## SOURCE TEXT:
By Louis J. Sharp
The office, telephone rang. The caller was a concerned and grieving grandmother. She was stirred with emotion as she related to me that her grandson had been involved in an automobile accident. He had “totaled” a car his father had recently purchased for him. On the highway between Little Rock and Pine Bluff, he and a truck had collided. The young lad was unconscious, had a large gash on his head, but luckily, no broken bones. Presently, he is in a local hospital in stable condition, but under observation. The sad grandmother could scarcely hold back sobs of grief and anguish, she was so “choked up!” We offered our sympathy and help, but could really do little more than pray for the young man and his family.
On the plus side, this teenager had never been involved with drugs or alcohol. He is a fine young lad in most every way, except he is not a Christian!
After leaving the study and driving home, scarcely had I arrived until my wife called me to the telephone. One of our members was relaying a message to me. A fellow Christian, from Bossier City, Louisiana, had received news that her son, who is stationed at the Little Rock Air Force Base, had been seriously injured in a motorcycle accident. There were no particulars about the accident, but he too, is in another local hospital in critical condition. The distraught mother was requesting our prayers.

## COMPLETE THE FOLLOWING:
1 - In the account above, where did the grandson's collision with a truck take place?
2 - Using the account above, explain why the mother from Bossier City was requesting prayers.
3 - For each statement, decide whether it agrees with the account above, answering yes or no and quoting the words that decide it: (a) The grandson broke bones in the crash. (b) The teenager had never been involved with drugs or alcohol. (c) The injured airman was in the same hospital as the grandson.
The material after this point is separate from the account above.

## DATA BELOW:
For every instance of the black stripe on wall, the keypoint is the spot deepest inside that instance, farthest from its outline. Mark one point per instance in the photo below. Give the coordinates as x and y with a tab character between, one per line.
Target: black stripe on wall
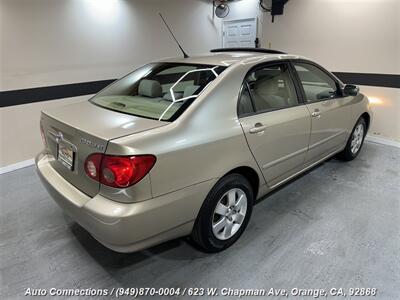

## ANSWER LIST:
1 - On the highway between Little Rock and Pine Bluff.

2 - She had received news that her son, who is stationed at the Little Rock Air Force Base, had been seriously injured in a motorcycle accident. He is in a local hospital in critical condition.

3 -
(a) No: "luckily, no broken bones"
(b) Yes: "this teenager had never been involved with drugs or alcohol"
(c) No: "he too, is in another local hospital"